[PROVIDED TEXT]
——

There used to be a product called Sneaky Pete's Bear's Feet. They slipped over your boots and had a padded bottom and that fake fur stuff. Used for stalking. The pad and fake fur were to muffle the cruch of leaves and twigs snapping.


----------



## BLan (Aug 16, 2010)

I'm surprised people aren't calling for your man-card since you have mad sewing skills. I like them a lot and may have to try something similar. Thanks for posting.


----------



## jlh42581 (Oct 21, 2009)

You need a breatheable material because what makes these things work are handwarmers and they need oxygen


----------



## Chiro_Archer (Jun 6, 2011)

Oh I understand that JLH, they would still have and opening or vent to able to get some air in to them, but if there was a liner of a sort then I would imagine it may help retain the overall heat, sorry for the confusion of that. Ha, had to learn how to stitch stuff up as a kid, grew up in boyscouts, got my Eagle actually, now I am a Chiropractor, what can I say I am good with my hands lol


----------



## Chiro_Archer (Jun 6, 2011)

As for the taking of my Man Card, whats the old saying? "You may walk in to get it but you will be limping to get out"? ;-) haha


----------



## bschiltz (Sep 27, 2011)

Hey, if Si Robertson can sew there's nothing girly about it Jack! Haha


----------



## Chiro_Archer (Jun 6, 2011)

Hey Boys I'm just like an Owl I don't give a HOOT! Classic


----------



## Gob (Mar 7, 2005)

Great idea!


----------



## Maxtor (Jan 7, 2007)

——

[EXERCISE INSTRUCTIONS]
A) How would this sentence from the forum thread read in Spanish: "They slipped over your boots and had a padded bottom and that fake fur stuff."?
B) Can you condense the forum thread's paragraph beginning "Oh I understand that JLH" into a short list of its main points?

[ROWS]

——

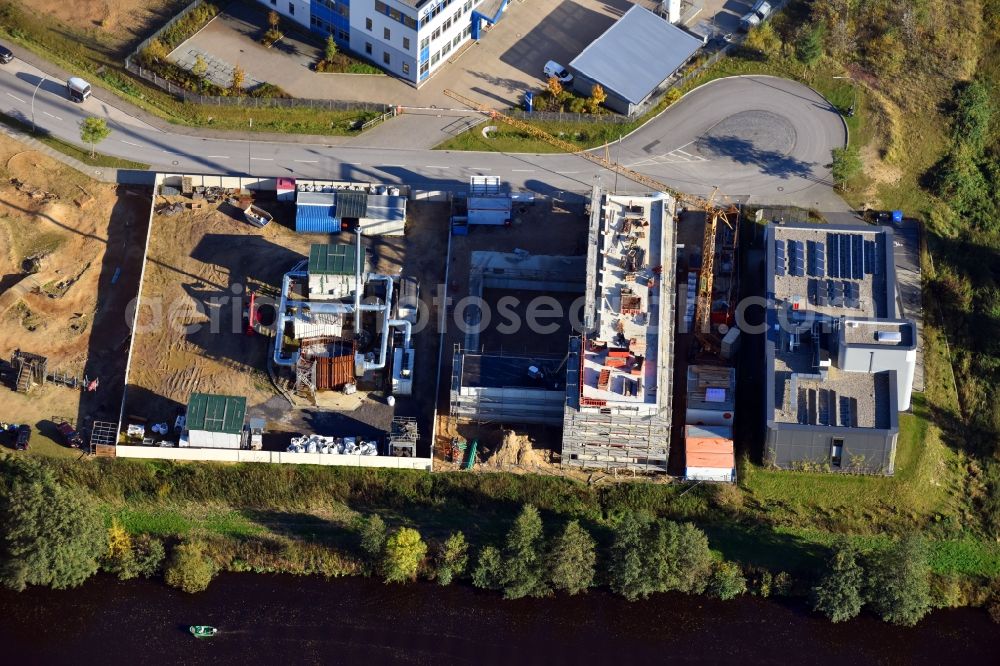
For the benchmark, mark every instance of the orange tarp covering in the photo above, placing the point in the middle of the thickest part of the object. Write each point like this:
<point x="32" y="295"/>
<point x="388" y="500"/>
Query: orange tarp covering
<point x="704" y="452"/>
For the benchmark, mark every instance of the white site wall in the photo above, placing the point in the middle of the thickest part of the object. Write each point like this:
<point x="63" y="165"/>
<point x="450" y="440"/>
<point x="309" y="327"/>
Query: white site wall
<point x="246" y="455"/>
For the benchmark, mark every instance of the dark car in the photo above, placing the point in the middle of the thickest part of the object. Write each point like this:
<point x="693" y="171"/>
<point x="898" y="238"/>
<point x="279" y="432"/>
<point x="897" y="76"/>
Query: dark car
<point x="70" y="436"/>
<point x="23" y="437"/>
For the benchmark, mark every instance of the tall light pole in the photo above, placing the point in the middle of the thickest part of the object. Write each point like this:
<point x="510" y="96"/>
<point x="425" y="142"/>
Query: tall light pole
<point x="40" y="82"/>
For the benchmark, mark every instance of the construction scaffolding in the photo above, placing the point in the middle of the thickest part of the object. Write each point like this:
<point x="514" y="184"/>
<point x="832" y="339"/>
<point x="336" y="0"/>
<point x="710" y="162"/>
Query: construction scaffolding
<point x="403" y="437"/>
<point x="29" y="370"/>
<point x="103" y="438"/>
<point x="503" y="388"/>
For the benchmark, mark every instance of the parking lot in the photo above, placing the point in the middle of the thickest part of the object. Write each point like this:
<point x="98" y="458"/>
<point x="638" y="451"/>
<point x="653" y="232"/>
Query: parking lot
<point x="507" y="61"/>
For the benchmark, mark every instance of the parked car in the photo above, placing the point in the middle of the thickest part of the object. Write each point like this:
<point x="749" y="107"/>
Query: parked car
<point x="23" y="438"/>
<point x="552" y="68"/>
<point x="749" y="21"/>
<point x="762" y="8"/>
<point x="70" y="436"/>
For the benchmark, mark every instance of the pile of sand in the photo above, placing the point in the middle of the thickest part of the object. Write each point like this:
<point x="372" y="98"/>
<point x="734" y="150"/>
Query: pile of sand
<point x="514" y="451"/>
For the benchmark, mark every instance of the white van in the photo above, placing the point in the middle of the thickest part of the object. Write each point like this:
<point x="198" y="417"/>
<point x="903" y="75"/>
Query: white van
<point x="552" y="68"/>
<point x="79" y="90"/>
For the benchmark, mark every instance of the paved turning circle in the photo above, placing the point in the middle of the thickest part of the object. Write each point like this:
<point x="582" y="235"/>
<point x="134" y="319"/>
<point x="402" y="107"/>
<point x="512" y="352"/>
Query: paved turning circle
<point x="749" y="135"/>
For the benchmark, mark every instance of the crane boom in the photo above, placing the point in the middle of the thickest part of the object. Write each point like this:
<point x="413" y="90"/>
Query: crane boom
<point x="713" y="212"/>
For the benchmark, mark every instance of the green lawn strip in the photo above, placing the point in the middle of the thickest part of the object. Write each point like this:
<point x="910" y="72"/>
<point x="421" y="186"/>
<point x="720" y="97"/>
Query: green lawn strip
<point x="85" y="55"/>
<point x="77" y="153"/>
<point x="167" y="520"/>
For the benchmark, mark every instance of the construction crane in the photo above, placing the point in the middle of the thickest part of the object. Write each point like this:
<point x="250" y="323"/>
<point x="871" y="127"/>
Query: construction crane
<point x="713" y="212"/>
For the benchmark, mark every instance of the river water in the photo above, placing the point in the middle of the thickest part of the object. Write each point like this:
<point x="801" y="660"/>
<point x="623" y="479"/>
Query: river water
<point x="287" y="620"/>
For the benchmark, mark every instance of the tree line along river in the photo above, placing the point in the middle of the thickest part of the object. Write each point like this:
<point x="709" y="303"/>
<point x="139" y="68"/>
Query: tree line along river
<point x="289" y="620"/>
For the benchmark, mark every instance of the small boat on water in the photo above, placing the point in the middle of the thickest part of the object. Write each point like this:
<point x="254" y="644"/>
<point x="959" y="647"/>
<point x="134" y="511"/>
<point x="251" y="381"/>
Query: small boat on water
<point x="203" y="631"/>
<point x="257" y="216"/>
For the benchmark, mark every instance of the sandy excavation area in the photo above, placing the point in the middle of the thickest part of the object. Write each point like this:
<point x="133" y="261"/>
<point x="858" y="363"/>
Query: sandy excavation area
<point x="191" y="333"/>
<point x="70" y="250"/>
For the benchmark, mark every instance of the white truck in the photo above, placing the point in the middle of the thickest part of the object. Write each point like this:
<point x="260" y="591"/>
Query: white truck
<point x="79" y="90"/>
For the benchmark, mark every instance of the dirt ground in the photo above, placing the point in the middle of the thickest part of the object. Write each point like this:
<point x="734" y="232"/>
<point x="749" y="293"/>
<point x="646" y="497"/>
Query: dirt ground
<point x="67" y="273"/>
<point x="119" y="23"/>
<point x="192" y="337"/>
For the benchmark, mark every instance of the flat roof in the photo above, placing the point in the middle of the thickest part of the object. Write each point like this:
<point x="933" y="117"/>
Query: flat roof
<point x="337" y="259"/>
<point x="821" y="277"/>
<point x="622" y="357"/>
<point x="882" y="333"/>
<point x="502" y="371"/>
<point x="636" y="54"/>
<point x="833" y="272"/>
<point x="216" y="413"/>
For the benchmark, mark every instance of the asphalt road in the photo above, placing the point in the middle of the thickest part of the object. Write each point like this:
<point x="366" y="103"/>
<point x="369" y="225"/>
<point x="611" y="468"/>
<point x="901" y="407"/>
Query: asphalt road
<point x="760" y="136"/>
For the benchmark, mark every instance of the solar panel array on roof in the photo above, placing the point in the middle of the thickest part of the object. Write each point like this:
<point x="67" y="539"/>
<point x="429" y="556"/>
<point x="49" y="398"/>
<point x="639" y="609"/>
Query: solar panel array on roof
<point x="870" y="258"/>
<point x="817" y="259"/>
<point x="796" y="258"/>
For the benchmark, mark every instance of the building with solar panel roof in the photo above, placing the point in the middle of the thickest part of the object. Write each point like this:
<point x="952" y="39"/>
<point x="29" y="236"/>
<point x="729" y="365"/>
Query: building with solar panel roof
<point x="839" y="360"/>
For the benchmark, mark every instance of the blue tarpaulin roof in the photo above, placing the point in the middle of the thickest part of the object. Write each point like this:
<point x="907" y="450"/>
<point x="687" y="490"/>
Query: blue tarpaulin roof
<point x="636" y="54"/>
<point x="316" y="219"/>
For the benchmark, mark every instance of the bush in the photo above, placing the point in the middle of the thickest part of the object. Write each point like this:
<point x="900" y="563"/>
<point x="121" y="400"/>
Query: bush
<point x="899" y="583"/>
<point x="839" y="594"/>
<point x="627" y="571"/>
<point x="404" y="553"/>
<point x="372" y="536"/>
<point x="727" y="581"/>
<point x="452" y="558"/>
<point x="524" y="565"/>
<point x="572" y="559"/>
<point x="488" y="574"/>
<point x="189" y="568"/>
<point x="52" y="535"/>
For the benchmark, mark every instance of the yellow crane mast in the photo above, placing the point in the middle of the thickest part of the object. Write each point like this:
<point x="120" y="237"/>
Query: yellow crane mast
<point x="713" y="212"/>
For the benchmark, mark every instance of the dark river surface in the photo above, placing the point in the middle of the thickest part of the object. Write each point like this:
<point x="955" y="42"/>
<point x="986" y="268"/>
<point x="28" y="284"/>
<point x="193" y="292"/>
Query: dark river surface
<point x="287" y="620"/>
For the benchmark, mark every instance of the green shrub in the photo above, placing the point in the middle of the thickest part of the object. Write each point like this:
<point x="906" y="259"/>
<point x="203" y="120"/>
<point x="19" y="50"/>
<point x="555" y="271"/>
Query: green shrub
<point x="404" y="553"/>
<point x="189" y="568"/>
<point x="727" y="581"/>
<point x="572" y="559"/>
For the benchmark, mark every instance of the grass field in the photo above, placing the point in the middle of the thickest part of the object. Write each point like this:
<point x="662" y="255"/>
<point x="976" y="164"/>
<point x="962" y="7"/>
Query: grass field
<point x="76" y="152"/>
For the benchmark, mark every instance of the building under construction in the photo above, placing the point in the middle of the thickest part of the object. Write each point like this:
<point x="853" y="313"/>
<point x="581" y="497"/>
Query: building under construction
<point x="619" y="371"/>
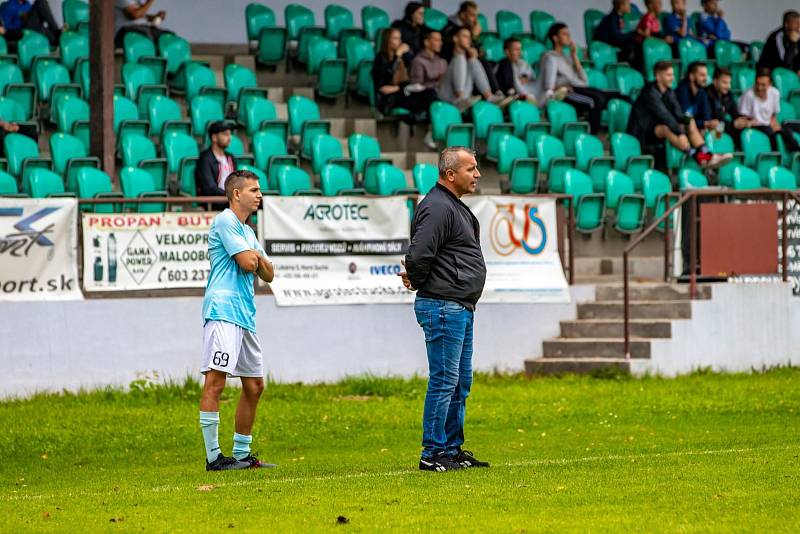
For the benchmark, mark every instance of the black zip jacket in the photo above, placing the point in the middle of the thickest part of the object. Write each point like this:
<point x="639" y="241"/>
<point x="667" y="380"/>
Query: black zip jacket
<point x="444" y="259"/>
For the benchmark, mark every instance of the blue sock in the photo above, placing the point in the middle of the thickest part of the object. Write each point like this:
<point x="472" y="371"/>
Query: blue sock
<point x="241" y="446"/>
<point x="209" y="424"/>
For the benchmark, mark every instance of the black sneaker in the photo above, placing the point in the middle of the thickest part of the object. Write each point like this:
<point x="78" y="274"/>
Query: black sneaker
<point x="255" y="463"/>
<point x="466" y="459"/>
<point x="224" y="463"/>
<point x="439" y="463"/>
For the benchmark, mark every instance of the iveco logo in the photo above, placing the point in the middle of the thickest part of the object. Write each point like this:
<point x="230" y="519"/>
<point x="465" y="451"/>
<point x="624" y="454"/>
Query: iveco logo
<point x="337" y="212"/>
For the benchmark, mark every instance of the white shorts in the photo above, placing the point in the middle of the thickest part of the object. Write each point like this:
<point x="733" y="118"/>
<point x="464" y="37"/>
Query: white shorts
<point x="231" y="349"/>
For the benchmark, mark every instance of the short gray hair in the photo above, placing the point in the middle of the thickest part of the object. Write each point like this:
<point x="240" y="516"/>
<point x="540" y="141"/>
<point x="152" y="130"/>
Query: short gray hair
<point x="449" y="159"/>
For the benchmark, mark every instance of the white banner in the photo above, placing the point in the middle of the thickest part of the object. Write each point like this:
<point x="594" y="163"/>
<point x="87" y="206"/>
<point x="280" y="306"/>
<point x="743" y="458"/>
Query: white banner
<point x="520" y="245"/>
<point x="38" y="249"/>
<point x="336" y="250"/>
<point x="127" y="251"/>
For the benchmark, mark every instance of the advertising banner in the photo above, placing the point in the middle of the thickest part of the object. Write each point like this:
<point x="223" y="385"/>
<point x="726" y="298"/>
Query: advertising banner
<point x="128" y="251"/>
<point x="38" y="249"/>
<point x="336" y="250"/>
<point x="520" y="246"/>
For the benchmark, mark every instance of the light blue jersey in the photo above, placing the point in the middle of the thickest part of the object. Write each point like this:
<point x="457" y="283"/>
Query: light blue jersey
<point x="230" y="292"/>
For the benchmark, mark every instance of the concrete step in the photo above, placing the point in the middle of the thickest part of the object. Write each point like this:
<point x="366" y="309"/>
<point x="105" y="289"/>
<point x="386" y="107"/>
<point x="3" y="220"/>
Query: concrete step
<point x="610" y="328"/>
<point x="640" y="291"/>
<point x="662" y="309"/>
<point x="594" y="348"/>
<point x="560" y="366"/>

——

[FINAL ANSWERS]
A) Se ponían sobre las botas y tenían una suela acolchada y ese material de piel sintética.

B)
- The writer agrees with JLH that air is needed.
- The covers would still have an opening or vent to let air in.
- A liner of some kind might help retain the overall heat.
- The writer apologizes for the confusion.
- The writer learned to stitch as a kid in the Boy Scouts and earned the rank of Eagle.
- The writer is now a chiropractor and is good with their hands.